> **JOB**:
Copy every one of the items below word for word, leaving out the pictures.

(Items from a labeling collection)
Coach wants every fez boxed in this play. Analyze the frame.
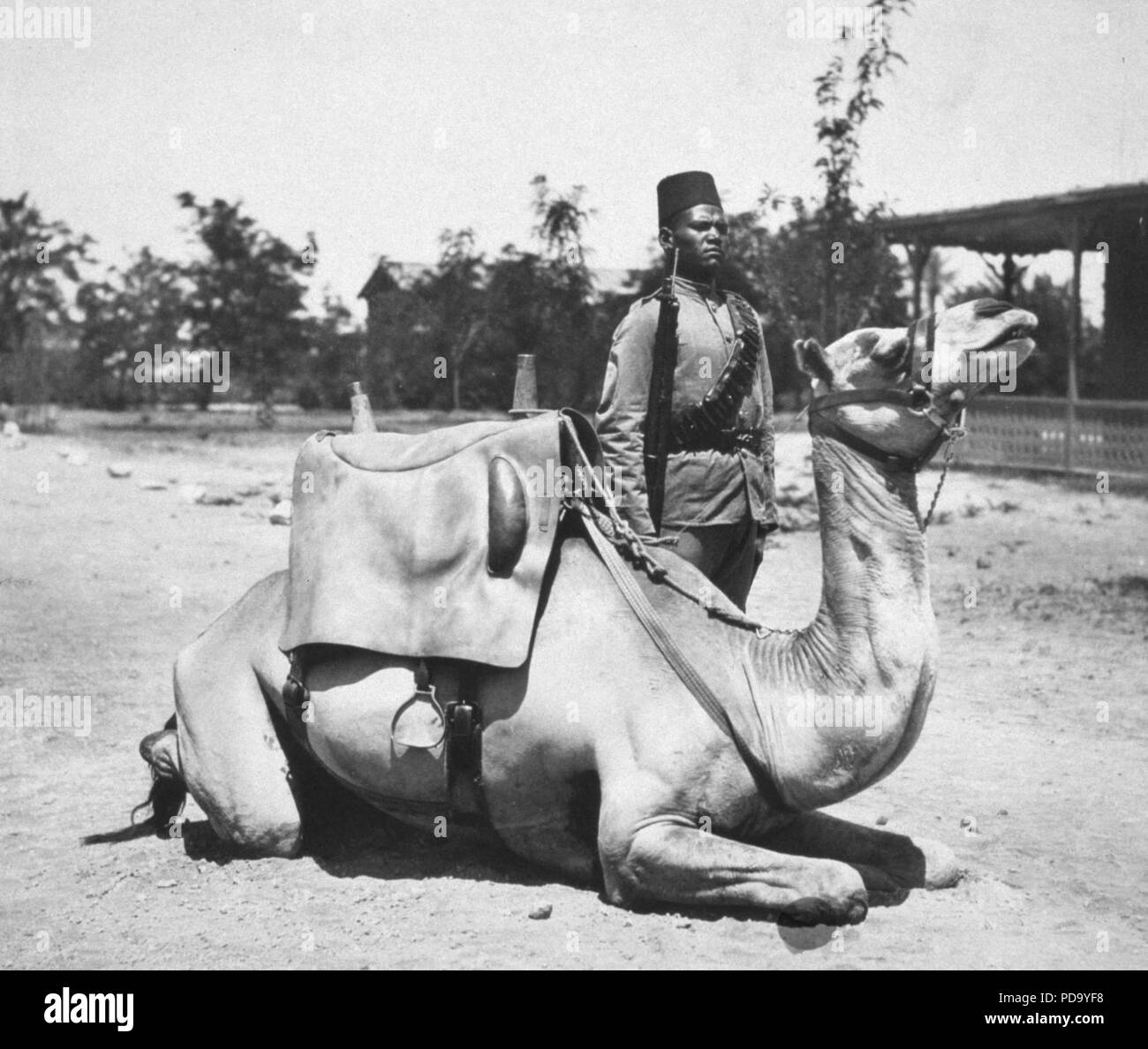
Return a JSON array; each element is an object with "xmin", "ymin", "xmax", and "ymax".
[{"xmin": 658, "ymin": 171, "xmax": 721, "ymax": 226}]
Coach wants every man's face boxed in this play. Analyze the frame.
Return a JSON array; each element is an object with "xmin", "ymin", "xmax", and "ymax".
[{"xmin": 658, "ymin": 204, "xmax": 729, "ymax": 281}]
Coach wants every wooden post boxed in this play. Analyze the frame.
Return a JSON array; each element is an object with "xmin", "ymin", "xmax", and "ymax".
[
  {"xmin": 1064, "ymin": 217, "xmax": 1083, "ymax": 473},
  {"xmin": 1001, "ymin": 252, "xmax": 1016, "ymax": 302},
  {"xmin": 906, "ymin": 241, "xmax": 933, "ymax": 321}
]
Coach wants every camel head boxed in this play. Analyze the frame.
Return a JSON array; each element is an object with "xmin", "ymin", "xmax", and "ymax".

> **EXERCISE SOLUTION**:
Coach wants every fez boxed in this play. Analyze the frame.
Return a JSON array; each element is an object with "xmin", "ymin", "xmax", and "ymax".
[{"xmin": 658, "ymin": 171, "xmax": 721, "ymax": 226}]
Coach wants every man's face boxed in this play. Analyze the frame.
Return a JSON array; each element is an object with "xmin", "ymin", "xmax", and "ymax".
[{"xmin": 658, "ymin": 204, "xmax": 729, "ymax": 281}]
Coach wants every wooden post boxed in this play. Analyze the frame.
Return a JSON array; each element is an object with "xmin", "ymin", "xmax", and "ymax".
[
  {"xmin": 1064, "ymin": 217, "xmax": 1083, "ymax": 473},
  {"xmin": 1001, "ymin": 252, "xmax": 1016, "ymax": 302},
  {"xmin": 906, "ymin": 241, "xmax": 933, "ymax": 321}
]
Coach wants every camel head boxed in this play. Analyze the frame.
Return a JSON array; each element is an object with "xmin", "ymin", "xmax", and "ymax".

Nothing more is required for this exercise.